====== INFORMATION GIVEN ======

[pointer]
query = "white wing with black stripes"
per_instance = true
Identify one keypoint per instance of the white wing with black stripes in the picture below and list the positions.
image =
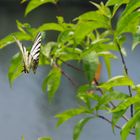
(31, 58)
(35, 51)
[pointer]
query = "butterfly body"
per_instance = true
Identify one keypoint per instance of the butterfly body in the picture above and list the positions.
(30, 59)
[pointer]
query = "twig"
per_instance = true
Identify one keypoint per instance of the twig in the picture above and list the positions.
(126, 71)
(96, 82)
(117, 126)
(70, 65)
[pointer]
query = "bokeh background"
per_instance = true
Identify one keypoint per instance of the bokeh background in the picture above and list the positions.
(24, 108)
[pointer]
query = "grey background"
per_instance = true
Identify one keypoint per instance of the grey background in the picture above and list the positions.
(24, 109)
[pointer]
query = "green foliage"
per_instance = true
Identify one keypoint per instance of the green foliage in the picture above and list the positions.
(79, 127)
(16, 68)
(129, 125)
(90, 63)
(35, 3)
(87, 39)
(52, 82)
(117, 81)
(45, 138)
(64, 116)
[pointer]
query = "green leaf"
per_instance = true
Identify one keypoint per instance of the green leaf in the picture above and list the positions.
(50, 26)
(116, 116)
(116, 2)
(131, 20)
(113, 95)
(107, 54)
(9, 39)
(136, 38)
(36, 3)
(117, 81)
(65, 36)
(126, 103)
(45, 138)
(22, 138)
(137, 130)
(129, 125)
(52, 82)
(131, 6)
(48, 48)
(108, 66)
(68, 114)
(68, 53)
(90, 63)
(79, 127)
(16, 68)
(84, 28)
(97, 17)
(83, 92)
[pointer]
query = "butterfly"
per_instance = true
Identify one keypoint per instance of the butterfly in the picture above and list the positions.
(30, 59)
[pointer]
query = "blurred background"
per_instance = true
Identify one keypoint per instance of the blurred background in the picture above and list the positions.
(24, 108)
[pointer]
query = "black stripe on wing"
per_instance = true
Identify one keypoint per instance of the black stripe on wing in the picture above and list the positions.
(35, 51)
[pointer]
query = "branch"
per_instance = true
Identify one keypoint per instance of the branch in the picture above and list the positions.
(117, 126)
(126, 71)
(96, 82)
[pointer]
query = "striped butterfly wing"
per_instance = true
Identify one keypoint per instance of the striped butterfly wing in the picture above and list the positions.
(35, 51)
(25, 56)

======

EXERCISE GOAL:
Exact copy, no pictures: please print every record above as written.

EXERCISE RESPONSE:
[pointer]
query = "white wing with black stripes"
per_instance = true
Identify one keypoint per instance of the white wing with black stripes in the picture below and list the positions.
image =
(31, 58)
(35, 51)
[pointer]
query = "butterfly body"
per_instance = true
Identify one keypoint per instance of the butterfly body in the picture above and list the positions.
(30, 59)
[pointer]
query = "twig"
per_instance = true
Identify one keypoint per instance of the twig in the picture above and list the positions.
(126, 71)
(96, 82)
(117, 126)
(70, 65)
[pointer]
query = "bokeh background"
per_instance = true
Identify one keypoint per instance of the bokeh background in the picture above and list the positions.
(24, 108)
[pointer]
query = "grey background"
per_instance = true
Identify one keypoint per instance of the grey background in the picture above and list the positions.
(24, 109)
[pointer]
query = "green foliage"
per_instance = true
Identify one keypoint per instance of the green foliage in the picture above and list the positions.
(79, 127)
(16, 68)
(129, 125)
(90, 63)
(35, 3)
(87, 39)
(52, 82)
(117, 81)
(45, 138)
(64, 116)
[pointer]
query = "green leaf"
per_instance = true
Identify one keypoint per instance of the green leaf in the picture above and list the positions.
(50, 26)
(116, 116)
(116, 2)
(131, 20)
(113, 95)
(107, 54)
(9, 39)
(136, 38)
(36, 3)
(117, 81)
(65, 36)
(126, 103)
(45, 138)
(22, 138)
(137, 130)
(129, 125)
(52, 82)
(131, 6)
(48, 48)
(108, 66)
(68, 114)
(68, 53)
(90, 63)
(79, 127)
(16, 68)
(84, 28)
(97, 17)
(83, 92)
[pointer]
query = "butterfly"
per_instance = true
Identify one keypoint per instance of the butterfly in the picture above and list the positions.
(30, 59)
[pointer]
query = "blurred background"
per_instance = true
Identify one keypoint per instance of the blurred background in the picture above and list the positions.
(24, 108)
[pointer]
query = "black stripe on wing"
per_instance = true
Identify one keypoint per instance of the black stripe on wing in the picture above and list the positions.
(35, 51)
[pointer]
query = "branch"
per_instance = true
Identify one keypoint per instance of the branch in the picture above and list the positions.
(117, 126)
(126, 71)
(96, 82)
[pointer]
query = "striped butterfly wing"
per_instance = true
Identify one keypoint per instance of the striped butterfly wing in the picture above and list the positions.
(35, 51)
(25, 56)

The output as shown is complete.